### Data supplied

+ + +

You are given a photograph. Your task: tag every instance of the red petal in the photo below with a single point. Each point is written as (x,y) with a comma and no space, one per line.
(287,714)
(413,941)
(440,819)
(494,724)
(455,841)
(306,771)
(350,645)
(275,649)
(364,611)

+ + +

### Goal of the exercise
Edit the data above by replacing "tag" with "mark" wherever it occurs, and leave every other line and character unchanged.

### Expected answer
You are given a photograph. Your task: mark every instance of the red petal in the photo below with a single point. Each point is written as (x,y) with a comma and no space, one per line.
(287,714)
(413,941)
(440,819)
(494,724)
(455,841)
(306,771)
(350,645)
(275,649)
(364,611)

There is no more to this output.